To do
Reproduce exactly the lines from the line containing "Query: sunset sky" through the end of the records below, including both ends, and nothing else.

"""

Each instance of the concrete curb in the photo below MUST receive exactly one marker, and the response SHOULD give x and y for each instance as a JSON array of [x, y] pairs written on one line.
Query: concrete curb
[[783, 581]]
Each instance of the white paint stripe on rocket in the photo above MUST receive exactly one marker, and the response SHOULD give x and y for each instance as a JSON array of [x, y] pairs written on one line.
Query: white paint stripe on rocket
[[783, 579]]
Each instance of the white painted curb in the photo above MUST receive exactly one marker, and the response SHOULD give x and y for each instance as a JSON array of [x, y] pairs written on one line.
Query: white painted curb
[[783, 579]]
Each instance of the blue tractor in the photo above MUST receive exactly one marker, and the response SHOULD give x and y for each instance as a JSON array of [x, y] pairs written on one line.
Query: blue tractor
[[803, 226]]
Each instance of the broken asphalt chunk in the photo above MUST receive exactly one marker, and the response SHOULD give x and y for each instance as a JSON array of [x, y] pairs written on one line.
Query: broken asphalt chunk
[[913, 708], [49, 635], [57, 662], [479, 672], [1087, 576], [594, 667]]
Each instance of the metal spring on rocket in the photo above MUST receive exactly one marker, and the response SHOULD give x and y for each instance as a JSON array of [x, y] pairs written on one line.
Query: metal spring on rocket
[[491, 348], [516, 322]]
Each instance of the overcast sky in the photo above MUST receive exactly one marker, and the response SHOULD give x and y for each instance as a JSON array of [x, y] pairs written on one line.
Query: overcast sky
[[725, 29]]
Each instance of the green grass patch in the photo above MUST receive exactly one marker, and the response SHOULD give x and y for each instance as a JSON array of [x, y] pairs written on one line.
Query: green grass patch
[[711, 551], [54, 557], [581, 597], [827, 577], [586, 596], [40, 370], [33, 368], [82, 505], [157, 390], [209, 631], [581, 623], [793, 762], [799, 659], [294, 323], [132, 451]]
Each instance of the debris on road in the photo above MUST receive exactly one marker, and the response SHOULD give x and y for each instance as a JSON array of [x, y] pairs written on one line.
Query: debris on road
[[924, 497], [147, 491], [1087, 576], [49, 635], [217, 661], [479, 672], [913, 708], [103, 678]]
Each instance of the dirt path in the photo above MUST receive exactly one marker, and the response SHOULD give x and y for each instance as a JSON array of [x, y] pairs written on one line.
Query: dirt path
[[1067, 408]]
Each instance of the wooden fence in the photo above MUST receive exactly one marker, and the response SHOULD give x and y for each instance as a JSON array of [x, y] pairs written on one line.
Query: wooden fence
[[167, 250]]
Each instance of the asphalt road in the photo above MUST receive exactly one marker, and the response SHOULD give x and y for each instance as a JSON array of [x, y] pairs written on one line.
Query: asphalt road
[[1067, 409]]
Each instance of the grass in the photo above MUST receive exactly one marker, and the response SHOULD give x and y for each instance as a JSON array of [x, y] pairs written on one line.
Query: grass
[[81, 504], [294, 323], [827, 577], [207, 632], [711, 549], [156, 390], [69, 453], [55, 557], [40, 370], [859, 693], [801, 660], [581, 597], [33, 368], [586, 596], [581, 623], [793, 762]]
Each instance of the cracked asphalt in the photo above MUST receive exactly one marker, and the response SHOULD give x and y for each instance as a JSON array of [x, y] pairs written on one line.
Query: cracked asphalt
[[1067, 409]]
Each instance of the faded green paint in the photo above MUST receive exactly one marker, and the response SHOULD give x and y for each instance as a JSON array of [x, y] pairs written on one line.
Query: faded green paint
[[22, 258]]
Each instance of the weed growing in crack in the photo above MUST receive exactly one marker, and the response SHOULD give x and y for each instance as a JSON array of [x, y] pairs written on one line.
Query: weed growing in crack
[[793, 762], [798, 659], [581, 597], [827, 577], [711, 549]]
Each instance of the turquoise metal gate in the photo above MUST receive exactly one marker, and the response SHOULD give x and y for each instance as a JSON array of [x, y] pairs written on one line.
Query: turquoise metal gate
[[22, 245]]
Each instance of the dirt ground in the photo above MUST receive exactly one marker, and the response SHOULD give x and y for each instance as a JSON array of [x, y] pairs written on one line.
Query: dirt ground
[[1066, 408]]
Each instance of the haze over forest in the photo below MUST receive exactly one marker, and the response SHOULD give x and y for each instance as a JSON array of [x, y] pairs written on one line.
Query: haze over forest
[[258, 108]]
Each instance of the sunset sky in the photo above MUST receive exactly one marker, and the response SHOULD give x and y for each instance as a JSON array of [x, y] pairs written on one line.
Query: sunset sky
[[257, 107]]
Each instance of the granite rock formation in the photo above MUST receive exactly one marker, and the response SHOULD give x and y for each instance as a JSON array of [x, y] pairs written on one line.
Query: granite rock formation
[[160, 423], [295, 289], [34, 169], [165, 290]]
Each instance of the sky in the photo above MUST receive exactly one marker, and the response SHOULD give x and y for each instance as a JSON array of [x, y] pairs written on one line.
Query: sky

"""

Answer to this exercise
Query: sunset sky
[[257, 107]]
Each instance of the granite rock formation in the photo above MUST receive exactly one marker, and the response SHOULD give x and y for each instance as a JSON array of [x, y] pairs written on one line.
Query: granite rock formation
[[160, 423], [295, 289], [34, 169], [165, 290]]
Each instance of the sky in the photo above MUST receive exactly one marker, and the response SHOULD give x and y for each instance as a JSON array of [x, y] pairs written on one line.
Query: sky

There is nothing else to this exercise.